## Attività richieste
(a) Rispondi alle seguenti domande sul brano dedicato agli MD-80 di Fiumicino.
(i) Chi aveva fatto la segnalazione che interruppe le operazioni di demolizione?
(ii) Da quando gli MD-80 avevano costituito il nerbo della flotta di medio raggio di Alitalia?
(iii) Quale impianto è indicato come primo fra quelli in cui viene impiegato l'amianto?
(b) Trascrivi dal brano sugli MD-80 di Fiumicino il passo compreso tra "Gli aerei in" e "Alitalia di Colaninno.", estremi inclusi.

## Brano fornito

E infatti proprio dall'aviazione commerciale traggono spunto gli articoli ai quali abbiamo accennato in apertura. In essi si rende conto di come le operazioni di demolizione condotte su alcuni vecchi aerei in sosta nell'area hangar di Fiumicino, interrotte a seguito di una segnalazione della sezione trasporti dell'Italia dei Valori, siano riprese senza che apparentemente vengano rispettate le stringenti normative di bonifica e sicurezza previste dalla legge.

Gli aerei in questione sono dei vecchi MD-80, che a partire dalla metà degli anni 80 del secolo scorso e per oltre vent'anni, avevano costituito il nerbo della flotta di medio raggio di Alitalia. Con la chiusura della “vecchia” compagnia, molti di essi sono stati “messi a terra” e liquidati dall'amministratore straordinario. La maggior parte è finita ai quattro angoli del mondo, e ancora sta volando per compagnie bulgare, nigeriane e perfino colombiane, magari riciclati da agenti commerciali specializzati in operazioni di leasing, mentre alcuni, poco meno di una ventina, ancora operano per conto della “nuova” Alitalia di Colaninno.

Gli MD-80 dei quali i giornali si sono occupati ultimamente sono quelli che, rimasti inutilizzati da Alitalia-CAI e invenduti ad altri offerenti, erano restati malinconicamente parcheggiati sui piazzali di Fiumicino. Come quasi tutti gli aerei di quella generazione, impiegano largamente l'amianto in molti impianti, primo fra tutti quello frenante.

## Materiale estratto
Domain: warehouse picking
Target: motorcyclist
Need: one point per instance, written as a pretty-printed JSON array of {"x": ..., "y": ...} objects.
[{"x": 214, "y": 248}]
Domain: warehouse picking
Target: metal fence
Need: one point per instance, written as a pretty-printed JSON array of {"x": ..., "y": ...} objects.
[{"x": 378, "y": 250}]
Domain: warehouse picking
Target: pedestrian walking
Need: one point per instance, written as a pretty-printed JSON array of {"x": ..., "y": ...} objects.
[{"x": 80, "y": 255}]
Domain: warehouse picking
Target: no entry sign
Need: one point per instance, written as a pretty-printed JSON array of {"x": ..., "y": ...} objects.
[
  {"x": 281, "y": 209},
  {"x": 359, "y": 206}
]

==

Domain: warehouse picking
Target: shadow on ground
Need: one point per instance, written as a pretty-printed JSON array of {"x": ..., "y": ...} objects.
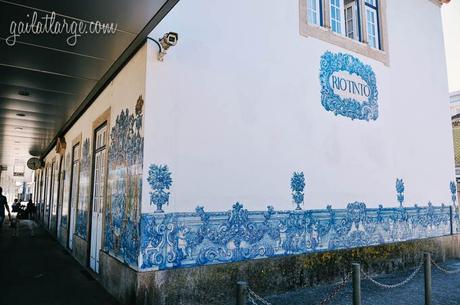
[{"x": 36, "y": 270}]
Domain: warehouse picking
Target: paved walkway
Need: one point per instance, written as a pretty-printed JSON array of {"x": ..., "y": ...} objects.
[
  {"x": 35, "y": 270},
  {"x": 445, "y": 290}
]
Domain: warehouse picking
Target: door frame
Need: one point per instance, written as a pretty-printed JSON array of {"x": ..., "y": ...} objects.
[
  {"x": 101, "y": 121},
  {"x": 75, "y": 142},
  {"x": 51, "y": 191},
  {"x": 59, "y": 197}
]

--

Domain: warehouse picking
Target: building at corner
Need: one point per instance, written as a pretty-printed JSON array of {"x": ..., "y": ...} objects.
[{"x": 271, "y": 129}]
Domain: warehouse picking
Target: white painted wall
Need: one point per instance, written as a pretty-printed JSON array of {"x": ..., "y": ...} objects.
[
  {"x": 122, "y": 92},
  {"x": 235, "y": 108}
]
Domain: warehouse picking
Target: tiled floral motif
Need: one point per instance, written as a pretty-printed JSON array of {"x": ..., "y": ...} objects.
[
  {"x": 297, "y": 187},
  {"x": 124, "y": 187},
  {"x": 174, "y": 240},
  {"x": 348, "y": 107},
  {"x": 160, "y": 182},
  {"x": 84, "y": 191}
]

## Soluzioni dell'esercizio
(a)
(i) La sezione trasporti dell'Italia dei Valori.
(ii) Dalla metà degli anni 80 del secolo scorso, per oltre vent'anni.
(iii) L'impianto frenante.

(b)
Gli aerei in questione sono dei vecchi MD-80, che a partire dalla metà degli anni 80 del secolo scorso e per oltre vent'anni, avevano costituito il nerbo della flotta di medio raggio di Alitalia. Con la chiusura della “vecchia” compagnia, molti di essi sono stati “messi a terra” e liquidati dall'amministratore straordinario. La maggior parte è finita ai quattro angoli del mondo, e ancora sta volando per compagnie bulgare, nigeriane e perfino colombiane, magari riciclati da agenti commerciali specializzati in operazioni di leasing, mentre alcuni, poco meno di una ventina, ancora operano per conto della “nuova” Alitalia di Colaninno.